DOCUMENT EXTRACT =
I feel you. Looking back on it, the reason there's so much in this piece is probably mostly due to a bit of laziness combined with the poor time management of this entire project. 60% of material that went on to be used in this project was generated in one session about three months ago, so naturally it all came from the same sort of techniques/approach. When it came to actually getting this thing done, we had about 2 weeks from start of finish. In hindsight and looking forward, I definitely could do more to take my sounds away from their base processes.

Alchemy is really great. The company did halt business, but no-one is quite sure yet whether they've were bought out or not. I don't know much how to talk you into it as my conceptual and practical knowledge of synthesis has only recently diverged from messing around with presets. It's a pretty mega synth. To qoute SoS: "Alchemy not only features additive synthesis, but also spectral and granular synthesis and resynthesis, and sample import, along with the more typical virtual analogue engine found in most other software synths". It's really easy to get great sounds out of, pads especially. You essentially have the option to load in 1-4 sources, which could be a sample, a square wave, etc. Then you can process each one individually in a section that looks like this:

It then has the usual stuff you'd expect on a synth to treat the patch as whole. It also has a thing called the 'remix pad' which essentially a load of preset filter and envelop configurations which you mix around with on any sound patch desire.

[Items from a data source]
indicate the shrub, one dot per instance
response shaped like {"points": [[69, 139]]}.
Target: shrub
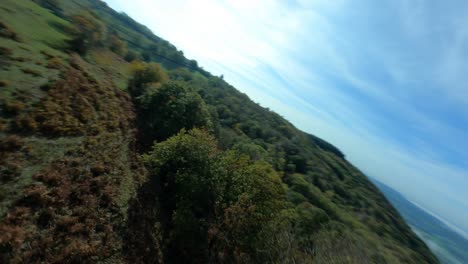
{"points": [[87, 32], [55, 63], [4, 83], [14, 107], [33, 72], [144, 75], [7, 32], [5, 52], [117, 46]]}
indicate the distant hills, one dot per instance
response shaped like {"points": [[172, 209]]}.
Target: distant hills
{"points": [[448, 245], [116, 148]]}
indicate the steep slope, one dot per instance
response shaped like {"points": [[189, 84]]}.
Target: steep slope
{"points": [[447, 244], [77, 113]]}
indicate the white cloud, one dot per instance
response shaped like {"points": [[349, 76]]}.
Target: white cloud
{"points": [[343, 78]]}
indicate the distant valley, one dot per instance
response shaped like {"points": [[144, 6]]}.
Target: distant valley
{"points": [[448, 245]]}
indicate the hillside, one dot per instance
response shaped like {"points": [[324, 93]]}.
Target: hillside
{"points": [[116, 148], [448, 245]]}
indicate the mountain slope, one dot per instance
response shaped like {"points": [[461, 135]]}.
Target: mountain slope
{"points": [[447, 244], [81, 102]]}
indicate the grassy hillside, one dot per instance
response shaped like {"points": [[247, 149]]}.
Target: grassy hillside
{"points": [[81, 104], [448, 245]]}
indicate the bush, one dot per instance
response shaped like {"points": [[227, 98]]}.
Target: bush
{"points": [[55, 63], [117, 46], [4, 83], [33, 72], [87, 32], [171, 107], [7, 32], [144, 75]]}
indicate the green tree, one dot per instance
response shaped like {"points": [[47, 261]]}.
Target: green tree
{"points": [[221, 205], [171, 107], [117, 46], [87, 32], [145, 75]]}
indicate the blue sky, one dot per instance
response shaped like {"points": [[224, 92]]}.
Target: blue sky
{"points": [[385, 81]]}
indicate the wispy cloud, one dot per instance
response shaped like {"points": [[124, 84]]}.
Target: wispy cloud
{"points": [[385, 81]]}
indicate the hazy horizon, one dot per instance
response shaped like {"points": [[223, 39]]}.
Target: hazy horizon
{"points": [[383, 81]]}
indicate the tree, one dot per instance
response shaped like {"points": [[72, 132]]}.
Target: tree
{"points": [[171, 107], [87, 32], [221, 205], [145, 75], [117, 46]]}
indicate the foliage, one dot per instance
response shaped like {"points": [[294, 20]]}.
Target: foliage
{"points": [[171, 107], [117, 45], [218, 202], [145, 75], [246, 188], [87, 32]]}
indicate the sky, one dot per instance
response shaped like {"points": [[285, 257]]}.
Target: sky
{"points": [[385, 81]]}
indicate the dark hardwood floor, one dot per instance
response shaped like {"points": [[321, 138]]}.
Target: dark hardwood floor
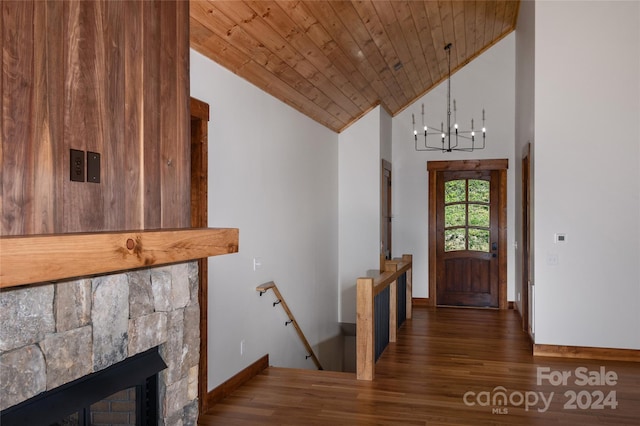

TO-DO LIST =
**A)** From the synth discussion, list every synthesis method that the quoted passage names before it mentions sample import.
**B)** Return the stretch of the synth discussion from "I feel you." through "their base processes.", copied word for word.

SOLUTIONS TO EACH TASK =
**A)** Additive synthesis, spectral synthesis, granular synthesis, resynthesis

**B)**
I feel you. Looking back on it, the reason there's so much in this piece is probably mostly due to a bit of laziness combined with the poor time management of this entire project. 60% of material that went on to be used in this project was generated in one session about three months ago, so naturally it all came from the same sort of techniques/approach. When it came to actually getting this thing done, we had about 2 weeks from start of finish. In hindsight and looking forward, I definitely could do more to take my sounds away from their base processes.